__GIVEN PROBLEM A__
From the blog post below, list the phrases in the sentence beginning "As I thought it about it" that describe how the writer will change her way of doing things.
__GIVEN PROBLEM B__
In the blog post below, why does the writer want to go to bed at 10pm? Answer in one to three sentences.
__GIVEN PROBLEM C__
Please reproduce the part of the blog post below starting with "1. Go to bed" and going on through "my mood is.".

__READING TEXT__
· · ·
10 Things That I Am Going To Do Differently This Week

Photo by aussiegall

Let me preface this by saying that I love my gig as a mother, but sometimes the repetition of the daily chores that go along with mothering and taking care of a house with 5 kids wears me down a little. I felt quite flat last week with kids starting term two at school and just couldn’t quite seem to get my act together. At the gym on Sunday morning I started thinking about the new week ahead and the household tasks that needed to be completed and how I didn’t want to have another week like the one before it.

As I thought it about it, I realised that I need to change things up a little, freshen the routines, change the order of things, alter my basic mode of operation slightly to help kick start some new motivation. So with this in mind I have chosen 10 things that I am going to do differently this week. Some are only small and will be easy to do and some are going to require significant discipline on my behalf. I plan to do them for a week and will evaluate after that and see whether they become part of my new routine.

1. Go to bed at 10pm

I am terrible at going to be at a reasonable hour. As a consequence I think that I am suffering from a chronic sleep shortage accumulated over the last six to nine months. I need to feel more rested as, the more rest I have the more effective I am am and the better my mood is.
· · ·
__DATA LINES__
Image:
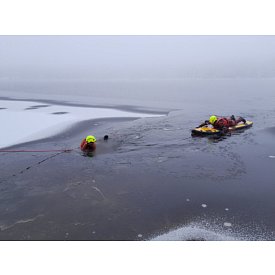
· · ·
__EXERCISE OUTPUT A__
- change things up a little
- freshen the routines
- change the order of things
- alter my basic mode of operation slightly

__EXERCISE OUTPUT B__
She believes she has a chronic sleep shortage built up over the last six to nine months from going to bed late. She needs to feel more rested because more rest makes her more effective and puts her in a better mood.

__EXERCISE OUTPUT C__
1. Go to bed at 10pm

I am terrible at going to be at a reasonable hour. As a consequence I think that I am suffering from a chronic sleep shortage accumulated over the last six to nine months. I need to feel more rested as, the more rest I have the more effective I am am and the better my mood is.